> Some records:
......
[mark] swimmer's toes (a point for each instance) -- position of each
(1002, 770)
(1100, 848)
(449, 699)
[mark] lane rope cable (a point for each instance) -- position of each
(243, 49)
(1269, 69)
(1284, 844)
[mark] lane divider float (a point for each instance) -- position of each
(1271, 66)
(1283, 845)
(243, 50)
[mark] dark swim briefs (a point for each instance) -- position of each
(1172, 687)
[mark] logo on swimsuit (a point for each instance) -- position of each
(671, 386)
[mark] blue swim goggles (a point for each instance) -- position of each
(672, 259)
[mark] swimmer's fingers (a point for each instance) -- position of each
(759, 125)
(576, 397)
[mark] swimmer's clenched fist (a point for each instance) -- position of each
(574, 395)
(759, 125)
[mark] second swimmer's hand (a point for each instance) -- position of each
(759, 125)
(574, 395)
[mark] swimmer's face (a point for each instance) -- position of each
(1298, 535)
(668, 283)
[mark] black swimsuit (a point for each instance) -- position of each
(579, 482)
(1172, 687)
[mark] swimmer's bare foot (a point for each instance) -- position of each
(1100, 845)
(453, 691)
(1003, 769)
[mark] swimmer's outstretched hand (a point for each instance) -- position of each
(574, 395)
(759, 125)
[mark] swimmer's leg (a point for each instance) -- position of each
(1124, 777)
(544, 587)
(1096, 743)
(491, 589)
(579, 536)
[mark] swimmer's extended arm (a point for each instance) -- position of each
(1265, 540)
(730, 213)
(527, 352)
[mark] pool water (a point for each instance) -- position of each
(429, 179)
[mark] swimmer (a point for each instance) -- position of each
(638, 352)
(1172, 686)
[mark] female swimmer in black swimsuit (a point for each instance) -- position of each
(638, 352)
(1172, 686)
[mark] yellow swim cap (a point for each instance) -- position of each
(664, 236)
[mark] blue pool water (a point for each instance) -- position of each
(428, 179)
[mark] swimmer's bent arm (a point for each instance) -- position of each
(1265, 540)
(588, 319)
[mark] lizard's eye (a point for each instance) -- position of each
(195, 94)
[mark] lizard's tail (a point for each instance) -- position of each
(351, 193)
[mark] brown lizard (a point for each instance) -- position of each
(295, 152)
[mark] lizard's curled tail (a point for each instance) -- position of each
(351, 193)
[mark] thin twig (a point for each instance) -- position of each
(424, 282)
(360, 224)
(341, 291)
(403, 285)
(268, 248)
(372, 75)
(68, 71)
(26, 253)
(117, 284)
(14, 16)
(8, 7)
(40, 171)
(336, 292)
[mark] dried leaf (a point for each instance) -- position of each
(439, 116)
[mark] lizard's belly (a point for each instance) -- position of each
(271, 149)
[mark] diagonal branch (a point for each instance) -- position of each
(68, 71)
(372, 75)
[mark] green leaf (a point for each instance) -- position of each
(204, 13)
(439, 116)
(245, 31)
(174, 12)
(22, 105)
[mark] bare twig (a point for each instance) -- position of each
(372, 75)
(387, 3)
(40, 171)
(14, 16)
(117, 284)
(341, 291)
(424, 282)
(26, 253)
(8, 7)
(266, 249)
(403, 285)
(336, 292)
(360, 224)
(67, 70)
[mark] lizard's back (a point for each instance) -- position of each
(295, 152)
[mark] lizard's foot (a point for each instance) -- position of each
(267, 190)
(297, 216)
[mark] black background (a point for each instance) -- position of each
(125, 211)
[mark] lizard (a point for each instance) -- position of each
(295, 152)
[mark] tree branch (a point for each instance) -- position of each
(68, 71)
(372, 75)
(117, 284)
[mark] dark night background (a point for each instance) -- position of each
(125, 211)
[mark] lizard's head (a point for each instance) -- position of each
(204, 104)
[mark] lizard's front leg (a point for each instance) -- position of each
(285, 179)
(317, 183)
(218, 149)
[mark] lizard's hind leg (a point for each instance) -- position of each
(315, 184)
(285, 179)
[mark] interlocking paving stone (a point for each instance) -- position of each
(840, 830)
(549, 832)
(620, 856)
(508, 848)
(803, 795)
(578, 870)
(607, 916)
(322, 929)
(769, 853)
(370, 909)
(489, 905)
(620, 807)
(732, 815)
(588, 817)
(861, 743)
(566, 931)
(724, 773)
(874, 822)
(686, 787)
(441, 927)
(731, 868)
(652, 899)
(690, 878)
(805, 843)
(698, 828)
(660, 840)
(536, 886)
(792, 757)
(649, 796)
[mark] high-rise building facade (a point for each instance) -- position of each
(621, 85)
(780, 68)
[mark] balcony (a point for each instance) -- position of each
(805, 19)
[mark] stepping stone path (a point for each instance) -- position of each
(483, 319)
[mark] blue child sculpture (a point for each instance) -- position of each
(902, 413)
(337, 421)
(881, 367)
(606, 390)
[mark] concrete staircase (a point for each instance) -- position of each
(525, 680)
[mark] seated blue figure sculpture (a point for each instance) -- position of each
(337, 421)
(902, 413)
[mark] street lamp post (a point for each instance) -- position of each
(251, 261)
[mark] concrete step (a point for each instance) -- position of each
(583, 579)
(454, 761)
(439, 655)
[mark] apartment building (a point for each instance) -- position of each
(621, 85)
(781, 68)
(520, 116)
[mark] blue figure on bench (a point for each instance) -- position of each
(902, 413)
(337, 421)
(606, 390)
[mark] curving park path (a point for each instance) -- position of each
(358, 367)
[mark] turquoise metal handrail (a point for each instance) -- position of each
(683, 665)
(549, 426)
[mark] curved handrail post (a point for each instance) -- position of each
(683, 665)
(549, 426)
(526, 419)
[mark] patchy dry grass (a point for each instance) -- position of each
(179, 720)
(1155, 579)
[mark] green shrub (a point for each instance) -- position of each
......
> What to do: Print exactly the lines above, starting at the line that contains "[mark] high-rise building" and ending with the last line of the records, both included.

> Solution:
[mark] high-rise building facade (a point for each instance) -- position of each
(621, 85)
(780, 68)
[mark] balcony (a point for each instance) -- position of each
(805, 19)
[mark] stepping stone path (a point for each instance) -- position of each
(483, 319)
[mark] blue child sculpture (a point for each instance) -- position of each
(902, 413)
(337, 421)
(881, 367)
(606, 390)
[mark] concrete staircase (a point for each instance) -- position of each
(525, 680)
[mark] seated blue figure sculpture (a point for each instance) -- position of each
(337, 421)
(902, 413)
[mark] street lamp post (a point for each instance) -- position of each
(251, 261)
[mark] concrete step (a point for each instance) -- position of each
(583, 579)
(454, 761)
(439, 655)
[mark] apartment building (a point for each instance) -- position of each
(621, 85)
(781, 68)
(520, 116)
[mark] blue figure on bench (a point for each instance) -- position of each
(902, 413)
(337, 421)
(606, 390)
[mark] curving park path (a point for each instance) -- position of each
(358, 367)
[mark] turquoise metal handrail (a point for each instance) -- position of each
(683, 665)
(549, 426)
[mark] curved handrail post (a point for each instance) -- position of each
(683, 665)
(549, 426)
(526, 419)
[mark] patchy dry grass (a point for each instance) -- position of each
(179, 720)
(1155, 579)
[mark] green shrub (a point for each instance) -- position of each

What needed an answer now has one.